▶ [WHAT YOU NEED TO DO]: Convert the records from the line with "Every instance of the number" to the line with "<point>100,178</point>", both included, into a two-column CSV with the header text,answer. Give one row for each record, with its text and its answer each in a single quoted field and every line break replaced by a space.

··········

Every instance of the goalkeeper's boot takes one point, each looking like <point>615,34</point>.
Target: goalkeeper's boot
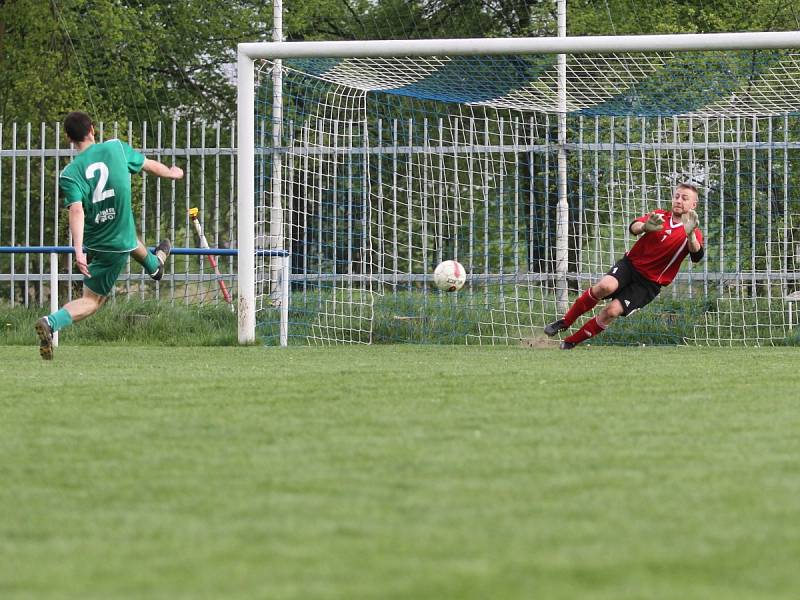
<point>554,327</point>
<point>162,252</point>
<point>45,333</point>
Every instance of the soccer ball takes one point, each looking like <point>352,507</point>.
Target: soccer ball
<point>449,276</point>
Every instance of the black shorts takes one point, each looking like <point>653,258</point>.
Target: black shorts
<point>634,291</point>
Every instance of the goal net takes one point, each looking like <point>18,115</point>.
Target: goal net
<point>370,171</point>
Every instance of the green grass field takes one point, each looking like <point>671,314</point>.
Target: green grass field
<point>399,472</point>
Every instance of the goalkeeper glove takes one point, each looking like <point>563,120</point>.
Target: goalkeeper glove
<point>654,222</point>
<point>690,221</point>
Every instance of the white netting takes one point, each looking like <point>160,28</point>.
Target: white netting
<point>391,165</point>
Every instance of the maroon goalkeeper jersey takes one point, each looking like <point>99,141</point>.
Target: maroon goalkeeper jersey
<point>658,255</point>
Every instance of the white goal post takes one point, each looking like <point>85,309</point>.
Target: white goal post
<point>248,53</point>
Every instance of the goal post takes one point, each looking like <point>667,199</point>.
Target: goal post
<point>375,192</point>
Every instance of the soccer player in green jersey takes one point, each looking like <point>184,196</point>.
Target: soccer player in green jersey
<point>96,187</point>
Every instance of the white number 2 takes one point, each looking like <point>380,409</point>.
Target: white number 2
<point>99,194</point>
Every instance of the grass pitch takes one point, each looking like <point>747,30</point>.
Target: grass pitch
<point>399,472</point>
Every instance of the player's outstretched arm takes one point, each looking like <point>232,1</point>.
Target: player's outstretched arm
<point>690,223</point>
<point>655,222</point>
<point>76,224</point>
<point>161,170</point>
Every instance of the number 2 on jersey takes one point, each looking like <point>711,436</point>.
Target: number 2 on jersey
<point>99,193</point>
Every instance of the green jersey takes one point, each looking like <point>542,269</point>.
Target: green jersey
<point>100,178</point>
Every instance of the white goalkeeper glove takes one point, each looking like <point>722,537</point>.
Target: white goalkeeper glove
<point>655,221</point>
<point>690,221</point>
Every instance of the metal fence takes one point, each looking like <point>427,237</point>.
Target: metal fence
<point>31,157</point>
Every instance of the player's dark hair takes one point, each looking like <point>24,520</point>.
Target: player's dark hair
<point>77,126</point>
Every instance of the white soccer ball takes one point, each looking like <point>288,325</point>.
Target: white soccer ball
<point>449,276</point>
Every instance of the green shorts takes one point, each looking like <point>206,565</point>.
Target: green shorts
<point>104,268</point>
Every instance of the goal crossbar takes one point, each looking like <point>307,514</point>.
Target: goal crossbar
<point>686,42</point>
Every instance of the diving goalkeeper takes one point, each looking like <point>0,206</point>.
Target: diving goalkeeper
<point>667,237</point>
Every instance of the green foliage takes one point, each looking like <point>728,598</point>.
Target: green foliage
<point>155,59</point>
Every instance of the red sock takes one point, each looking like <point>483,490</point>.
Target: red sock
<point>583,304</point>
<point>590,328</point>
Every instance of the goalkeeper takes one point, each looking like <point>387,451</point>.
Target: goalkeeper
<point>637,278</point>
<point>96,187</point>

··········

▶ [RESULT OF THE TASK]:
text,answer
"Every instance of the number 2 on jersey takes one point, each looking like <point>711,436</point>. Target: number 2 on jersey","<point>99,193</point>"
"Every instance of the green jersey takes one point, each looking like <point>542,269</point>. Target: green jersey","<point>100,178</point>"